# YOUR INSTRUCTIONS
Can you lay out the entries below as a JSON list of strings, one string per line, skipping blank lines and leaving the pictures out?

# Excerpts of location labeling data
=======

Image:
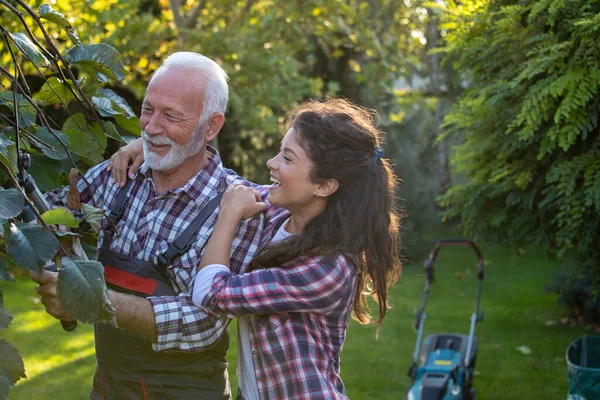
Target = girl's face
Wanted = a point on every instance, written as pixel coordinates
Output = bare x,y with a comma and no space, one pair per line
292,188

=======

# RESPONSE TO THIS EXERCISE
[
  "Image:",
  "Target = girl's face",
  "Wanted = a point on every instance, written as pixel coordinates",
  "Output = bare x,y with a comma and no space, one pair per line",
  "292,188"
]